----- 原文

吸血鬼は部屋の主に招待されない限り、部屋の中には入れない。
当然、オトンには絶大な効果を持つ。
つまり、オトンは葉子の許可が無いと入室出来ないのだ。

これで大丈夫。一晩も過ごせば諦めるだろうから……と葉子。
そうかぁ〜〜〜と胸を撫で下ろす朝陽。

いや、待てよ。
此処で朝陽と葉子が硬直した。

そう、男女が同じ部屋で一晩を過ごすことになったのだ。
奇しくも朝陽が望んだ通りの展開である。
こうしてドッキドッキの一夜が始まろうとしていた―――32話に続く。

<感想>

「週刊少年チャンピオン」にて「さくらDISCORD」を連載されていた増田英二先生の新作。
「さくらDISCORD」は未読の管理人ですが、1話を読んで注目している作品です。
コミックス1巻に続き2巻も重版出来とのことで、目出度い。
さらに、3巻も2013年10月発売予定とか。ちなみに表紙は獅穂ですよ!!
そして、本作かなり面白い!!

その31話。
某番組「田舎に泊ろう!」的なタイトル「白神家に泊ろう!」。
その名の通り、前回に続き今回も白神家メイン回。

内容的には「実は私は」版「三枚のお札」。

「三枚のお札」と言えば、こんな物語。
山中で泊めて貰った山姥に食べられそうになり、命からがら逃げ出した小坊主。
和尚さんの居る寺までは距離がある。
其処で和尚さんから貰っていた「三枚のお札」を1枚ずつ使用して時間を稼ぎ、寺へ逃げ込む。
追って来る山姥だが、和尚さんの知恵により豆より小さくなってしまったところを食べられてしまうとのストーリー。

今回、山姥がオトン、小坊主が朝陽、和尚さんが葉子のポジション。
泊めて貰ったオトンに狙われ、朝陽は逃亡。
葉子から貰ったアイテム(ニンニク、十字架、銀食器、杭)などを用い(実際は用いない物もあったが)、逃亡時間を稼ぐ。
最終的に葉子の知恵で小部屋に逃げ込み、オトンは自身の特性により手詰まりに。

これが、なかなか面白かった。
さらに、これまで読者に伝えられて来た葉子の弱点がオトン(葉子父)と比較されていたのは良かった。

本作を追い続けていれば、あそこで必ず笑う筈。
なお、遂に銀食器と杭の2大アイテムが登場。
とはいえ、いずれも効果は……いや、絶大だからこそ使えないのか。

そして、よくよく考えればあのオトンが巨人な時点で葉子が常人な筈もなく。
オトンが登場したことが既に葉子の正体バレに繋がっているのだが……それに気付かないオトン。
いや、気付いていて試しているのか!?

一方、葉子母は今回のこの展開を見越して葉子にアイテムを届けさせたような印象。
葉子母は策士説、当たりか。

そして、自身の理想の状態となった朝陽。
葉子との関係を友達以上恋人未満から進めることが出来るのか!?

----------

▶ 以下を実施
1. 「実は私は」31話の感想記事から、「和尚さんの居る寺までは距離がある。」で始まり「泊めて貰ったオトンに狙われ、朝陽は逃亡。」に至るまでの箇所を、原文のとおりに出力してください。
2. 「実は私は」31話の感想記事によると、コミックス3巻の表紙に描かれるキャラクターは誰ですか。
3. 「実は私は」31話の感想記事の続きを、最後の一文の後から書き進めてください。
この後に続く項目は、いずれも本作業には関与しません。

----- 提供項目

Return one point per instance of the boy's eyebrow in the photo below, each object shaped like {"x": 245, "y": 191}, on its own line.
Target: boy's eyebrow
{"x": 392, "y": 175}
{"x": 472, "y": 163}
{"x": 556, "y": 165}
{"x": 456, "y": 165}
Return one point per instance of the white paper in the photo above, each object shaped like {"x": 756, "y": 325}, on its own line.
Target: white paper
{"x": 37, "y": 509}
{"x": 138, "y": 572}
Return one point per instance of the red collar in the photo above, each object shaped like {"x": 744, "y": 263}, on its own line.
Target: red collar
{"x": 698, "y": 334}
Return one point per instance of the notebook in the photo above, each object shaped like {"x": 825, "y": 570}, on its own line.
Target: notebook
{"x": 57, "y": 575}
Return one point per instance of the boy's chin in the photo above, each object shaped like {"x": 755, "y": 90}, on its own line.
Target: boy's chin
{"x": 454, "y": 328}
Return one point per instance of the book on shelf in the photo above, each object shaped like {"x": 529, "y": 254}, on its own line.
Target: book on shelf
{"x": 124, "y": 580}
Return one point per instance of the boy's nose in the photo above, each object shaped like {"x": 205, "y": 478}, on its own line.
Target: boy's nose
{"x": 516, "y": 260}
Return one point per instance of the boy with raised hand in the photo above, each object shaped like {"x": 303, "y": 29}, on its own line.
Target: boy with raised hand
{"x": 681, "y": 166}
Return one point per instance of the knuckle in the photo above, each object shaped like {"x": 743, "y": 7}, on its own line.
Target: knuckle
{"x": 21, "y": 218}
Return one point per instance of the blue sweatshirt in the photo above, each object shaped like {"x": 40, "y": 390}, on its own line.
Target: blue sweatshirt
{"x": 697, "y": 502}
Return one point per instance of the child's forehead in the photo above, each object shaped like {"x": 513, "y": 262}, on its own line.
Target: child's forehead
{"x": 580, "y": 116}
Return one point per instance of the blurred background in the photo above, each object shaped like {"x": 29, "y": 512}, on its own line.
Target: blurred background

----------

▶ 想定出力
1.
和尚さんの居る寺までは距離がある。
其処で和尚さんから貰っていた「三枚のお札」を1枚ずつ使用して時間を稼ぎ、寺へ逃げ込む。
追って来る山姥だが、和尚さんの知恵により豆より小さくなってしまったところを食べられてしまうとのストーリー。

今回、山姥がオトン、小坊主が朝陽、和尚さんが葉子のポジション。
泊めて貰ったオトンに狙われ、朝陽は逃亡。

2. 獅穂です。

3.
次回にも期待!!

そう言えば、上でもお伝えした通りコミックス3巻が発売決定とのこと。
表紙は1巻の葉子、2巻の渚に続き、獅穂のようです。
予想通り。
こうなると、4巻は茜の順かな?
みかんは後半の切り札か。

ちなみに、上記のあらすじは本作の魅力を伝えられるよう改変を加えてまとめていますが、その面白さを伝えきれていません。
やっぱり、あの絵とコマ割りなどのテンポあっての本作。
是非、「週刊少年チャンピオン」本誌を読んで欲しい。

もう1度繰り返しましょう。
本作に興味を持たれた方には、是非、「週刊少年チャンピオン」本誌を捜して読んで欲しい。
最近の「週刊少年チャンピオン」は「名探偵マーニー」や本作など本当に粒揃いでクオリティが高い作品が多い。
注目の雑誌の1つと言えるでしょう。

◆関連過去記事
「実は私は」第1話から第30話まで(増田英二作、秋田書店刊「週刊少年チャンピオン」連載)まとめ

「実は私は(1) (少年チャンピオン・コミックス)」です!!
実は私は(1) (少年チャンピオン・コミックス)





こちらはキンドル版「実は私は(1)」です!!
実は私は(1)





「実は私は(2) (少年チャンピオン・コミックス)」です!!
実は私は(2) (少年チャンピオン・コミックス)





「実は私は(3)」です!!
実は私は(3)





「さくらDISCORD 1 (少年チャンピオン・コミックス)」です!!
さくらDISCORD 1 (少年チャンピオン・コミックス)





「さくらDISCORD 2 (少年チャンピオン・コミックス)」です!!
さくらDISCORD 2 (少年チャンピオン・コミックス)





「さくらDISCORD 3 (少年チャンピオン・コミックス)」です!!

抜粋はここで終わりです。